▸ **What needs to be done**: Copy every line below that has the word "window" in it.

[Referring expression pointing data]
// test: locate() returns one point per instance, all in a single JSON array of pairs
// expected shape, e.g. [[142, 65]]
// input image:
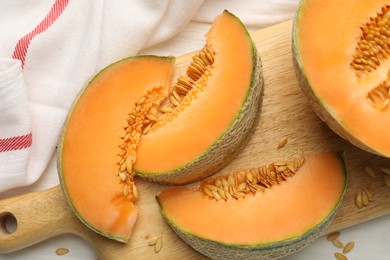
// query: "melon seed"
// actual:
[[135, 191], [152, 241], [364, 198], [369, 194], [62, 251], [332, 236], [386, 179], [282, 142], [348, 247], [340, 256], [359, 199], [158, 245], [385, 170], [369, 171]]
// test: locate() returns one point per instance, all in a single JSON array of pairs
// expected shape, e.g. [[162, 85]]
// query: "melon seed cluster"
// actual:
[[149, 113], [188, 85], [139, 122], [238, 184], [373, 46]]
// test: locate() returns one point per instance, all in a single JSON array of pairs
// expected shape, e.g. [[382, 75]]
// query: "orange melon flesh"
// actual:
[[88, 165], [199, 125], [284, 211], [326, 38]]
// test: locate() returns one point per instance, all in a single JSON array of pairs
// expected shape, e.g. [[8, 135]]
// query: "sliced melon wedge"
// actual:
[[88, 150], [264, 213], [128, 120], [215, 118]]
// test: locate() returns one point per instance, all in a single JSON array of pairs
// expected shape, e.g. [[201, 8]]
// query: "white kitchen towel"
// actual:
[[50, 48], [56, 46]]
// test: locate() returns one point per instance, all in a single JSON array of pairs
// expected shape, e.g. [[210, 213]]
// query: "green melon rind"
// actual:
[[323, 111], [275, 250], [230, 143], [61, 145]]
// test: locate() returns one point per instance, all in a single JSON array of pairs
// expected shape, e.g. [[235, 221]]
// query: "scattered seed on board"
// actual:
[[386, 179], [385, 170], [340, 256], [359, 199], [348, 247], [370, 172], [152, 241], [332, 236], [282, 142], [62, 251], [337, 243], [158, 245]]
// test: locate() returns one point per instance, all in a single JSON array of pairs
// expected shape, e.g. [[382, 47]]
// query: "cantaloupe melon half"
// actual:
[[212, 122], [341, 55], [261, 213]]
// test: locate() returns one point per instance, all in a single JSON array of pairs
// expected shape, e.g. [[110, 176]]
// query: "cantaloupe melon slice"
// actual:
[[209, 127], [341, 55], [88, 150], [129, 120], [262, 213]]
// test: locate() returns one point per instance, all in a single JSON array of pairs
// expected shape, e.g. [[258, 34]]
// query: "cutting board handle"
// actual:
[[39, 216]]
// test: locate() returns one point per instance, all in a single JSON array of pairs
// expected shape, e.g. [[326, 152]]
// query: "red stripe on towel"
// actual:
[[15, 143], [21, 47]]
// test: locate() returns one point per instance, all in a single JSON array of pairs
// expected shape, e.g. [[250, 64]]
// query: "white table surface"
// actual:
[[372, 239]]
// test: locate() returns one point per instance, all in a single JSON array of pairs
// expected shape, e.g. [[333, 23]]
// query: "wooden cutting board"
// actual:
[[285, 113]]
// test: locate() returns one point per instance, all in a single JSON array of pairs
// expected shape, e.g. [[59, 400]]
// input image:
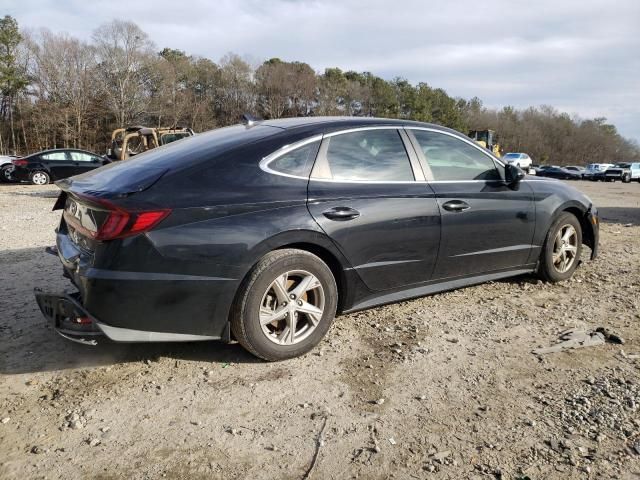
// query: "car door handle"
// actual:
[[341, 213], [456, 206]]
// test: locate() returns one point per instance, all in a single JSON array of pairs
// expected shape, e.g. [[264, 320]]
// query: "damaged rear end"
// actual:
[[95, 222]]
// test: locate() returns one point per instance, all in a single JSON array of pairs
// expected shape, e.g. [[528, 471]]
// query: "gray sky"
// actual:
[[581, 56]]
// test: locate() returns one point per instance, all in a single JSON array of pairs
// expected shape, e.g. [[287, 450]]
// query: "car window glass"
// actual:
[[55, 156], [296, 162], [374, 155], [453, 159], [81, 157]]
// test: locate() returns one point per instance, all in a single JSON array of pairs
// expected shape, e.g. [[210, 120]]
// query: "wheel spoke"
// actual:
[[309, 282], [269, 316], [283, 337], [282, 305], [312, 312], [568, 234], [279, 286]]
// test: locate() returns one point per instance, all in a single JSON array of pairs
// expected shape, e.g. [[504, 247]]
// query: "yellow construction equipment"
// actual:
[[130, 141]]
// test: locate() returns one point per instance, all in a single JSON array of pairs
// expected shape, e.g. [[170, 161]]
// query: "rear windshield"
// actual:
[[138, 173]]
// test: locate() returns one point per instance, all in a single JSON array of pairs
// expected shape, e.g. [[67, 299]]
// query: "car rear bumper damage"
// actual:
[[72, 321], [68, 317]]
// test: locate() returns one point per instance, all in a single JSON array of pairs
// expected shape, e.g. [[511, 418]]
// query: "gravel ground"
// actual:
[[440, 387]]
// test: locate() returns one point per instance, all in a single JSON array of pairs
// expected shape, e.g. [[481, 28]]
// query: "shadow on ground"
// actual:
[[619, 215]]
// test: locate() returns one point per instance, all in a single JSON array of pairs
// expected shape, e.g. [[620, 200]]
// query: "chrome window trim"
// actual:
[[321, 167], [469, 141], [264, 163], [420, 175], [359, 129]]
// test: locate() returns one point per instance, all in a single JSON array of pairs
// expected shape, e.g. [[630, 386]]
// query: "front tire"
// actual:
[[561, 250], [285, 306], [39, 178]]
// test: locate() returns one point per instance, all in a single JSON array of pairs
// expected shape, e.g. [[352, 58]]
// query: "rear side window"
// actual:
[[369, 155], [297, 162], [82, 157], [452, 159], [54, 156]]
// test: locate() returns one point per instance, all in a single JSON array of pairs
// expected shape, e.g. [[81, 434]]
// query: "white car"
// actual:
[[6, 167], [521, 160], [595, 171]]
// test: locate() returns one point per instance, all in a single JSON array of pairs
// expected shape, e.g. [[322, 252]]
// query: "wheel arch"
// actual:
[[588, 229], [319, 244]]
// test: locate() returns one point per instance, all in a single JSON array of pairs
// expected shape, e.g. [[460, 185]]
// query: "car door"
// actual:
[[486, 225], [83, 162], [367, 192]]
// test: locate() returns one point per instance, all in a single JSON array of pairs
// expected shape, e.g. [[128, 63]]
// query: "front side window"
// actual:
[[369, 155], [452, 159], [55, 156], [297, 162], [81, 157]]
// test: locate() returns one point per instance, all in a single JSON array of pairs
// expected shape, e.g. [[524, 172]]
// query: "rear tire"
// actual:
[[297, 291], [39, 178], [561, 250]]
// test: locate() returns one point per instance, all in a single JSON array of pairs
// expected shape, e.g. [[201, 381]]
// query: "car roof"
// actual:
[[53, 150], [320, 125]]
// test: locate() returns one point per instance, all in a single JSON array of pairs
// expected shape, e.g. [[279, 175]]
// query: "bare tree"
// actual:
[[124, 56]]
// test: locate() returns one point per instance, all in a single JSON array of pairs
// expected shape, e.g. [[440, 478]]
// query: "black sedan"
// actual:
[[263, 232], [51, 165], [560, 173]]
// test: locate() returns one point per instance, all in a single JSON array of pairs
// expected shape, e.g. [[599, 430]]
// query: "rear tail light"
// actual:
[[120, 222]]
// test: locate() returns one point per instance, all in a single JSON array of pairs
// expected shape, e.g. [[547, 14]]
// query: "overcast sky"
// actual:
[[581, 56]]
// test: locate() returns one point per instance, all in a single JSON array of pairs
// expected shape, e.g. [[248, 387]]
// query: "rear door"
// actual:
[[367, 192], [84, 162], [486, 225]]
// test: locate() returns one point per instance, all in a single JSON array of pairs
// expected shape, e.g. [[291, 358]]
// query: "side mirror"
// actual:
[[512, 174]]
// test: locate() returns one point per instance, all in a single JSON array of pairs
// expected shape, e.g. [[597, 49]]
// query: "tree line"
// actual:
[[60, 91]]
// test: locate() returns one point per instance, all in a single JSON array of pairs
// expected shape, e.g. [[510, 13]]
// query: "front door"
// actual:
[[486, 225], [368, 195]]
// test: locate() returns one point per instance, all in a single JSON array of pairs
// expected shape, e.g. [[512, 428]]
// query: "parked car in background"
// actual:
[[51, 165], [6, 167], [623, 171], [262, 232], [560, 173], [521, 160], [595, 171], [575, 168]]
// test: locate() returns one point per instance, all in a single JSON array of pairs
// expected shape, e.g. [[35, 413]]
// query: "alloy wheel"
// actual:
[[565, 248], [7, 173], [292, 307], [39, 178]]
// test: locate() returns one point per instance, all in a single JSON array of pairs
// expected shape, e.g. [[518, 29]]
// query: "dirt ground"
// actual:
[[439, 387]]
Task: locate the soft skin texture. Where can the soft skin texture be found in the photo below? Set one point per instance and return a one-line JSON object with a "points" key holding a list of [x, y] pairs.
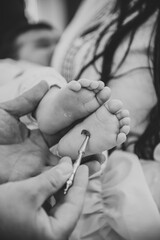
{"points": [[22, 215]]}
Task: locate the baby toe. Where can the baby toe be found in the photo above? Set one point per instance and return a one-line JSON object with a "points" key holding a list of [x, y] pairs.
{"points": [[85, 82], [74, 86], [124, 121], [125, 129], [121, 138], [103, 95], [122, 114], [114, 106]]}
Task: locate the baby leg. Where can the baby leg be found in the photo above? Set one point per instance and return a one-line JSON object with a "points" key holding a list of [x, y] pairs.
{"points": [[62, 107], [108, 127]]}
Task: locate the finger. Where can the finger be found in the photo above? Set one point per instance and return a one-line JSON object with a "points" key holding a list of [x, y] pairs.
{"points": [[65, 216], [27, 102], [93, 167]]}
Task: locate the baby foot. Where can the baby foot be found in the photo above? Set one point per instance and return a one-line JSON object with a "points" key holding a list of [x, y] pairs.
{"points": [[75, 101], [108, 127]]}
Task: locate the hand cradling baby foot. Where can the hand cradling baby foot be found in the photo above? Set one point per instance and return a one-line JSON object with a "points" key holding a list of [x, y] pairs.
{"points": [[62, 107], [108, 127]]}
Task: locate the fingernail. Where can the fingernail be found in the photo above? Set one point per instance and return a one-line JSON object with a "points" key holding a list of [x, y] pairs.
{"points": [[65, 165]]}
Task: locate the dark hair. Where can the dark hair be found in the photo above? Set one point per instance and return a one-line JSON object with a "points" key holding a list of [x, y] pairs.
{"points": [[8, 47], [143, 9]]}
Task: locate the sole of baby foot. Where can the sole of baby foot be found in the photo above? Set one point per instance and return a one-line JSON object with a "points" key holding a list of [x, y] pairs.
{"points": [[108, 127], [73, 102]]}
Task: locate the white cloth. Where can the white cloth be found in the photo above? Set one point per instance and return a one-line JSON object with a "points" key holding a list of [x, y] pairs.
{"points": [[118, 204], [17, 77]]}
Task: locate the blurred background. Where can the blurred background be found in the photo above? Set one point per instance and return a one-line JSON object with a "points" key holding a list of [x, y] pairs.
{"points": [[57, 12]]}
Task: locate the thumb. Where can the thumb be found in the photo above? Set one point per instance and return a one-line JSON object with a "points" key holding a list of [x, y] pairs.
{"points": [[49, 182], [27, 102]]}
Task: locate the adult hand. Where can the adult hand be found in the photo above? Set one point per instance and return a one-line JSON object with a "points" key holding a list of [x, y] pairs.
{"points": [[22, 216], [23, 153]]}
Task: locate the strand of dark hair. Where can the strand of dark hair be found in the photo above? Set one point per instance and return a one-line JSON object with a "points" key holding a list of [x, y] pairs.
{"points": [[143, 10]]}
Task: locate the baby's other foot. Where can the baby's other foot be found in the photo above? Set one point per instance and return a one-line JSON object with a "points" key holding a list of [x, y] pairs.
{"points": [[108, 127], [75, 101]]}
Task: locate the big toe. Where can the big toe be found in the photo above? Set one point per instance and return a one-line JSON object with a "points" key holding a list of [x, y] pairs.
{"points": [[114, 105]]}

▸ **Solution for this exercise**:
// query: "car window glass"
// query: "chrome window trim"
// query: "rear side window"
// query: "front side window"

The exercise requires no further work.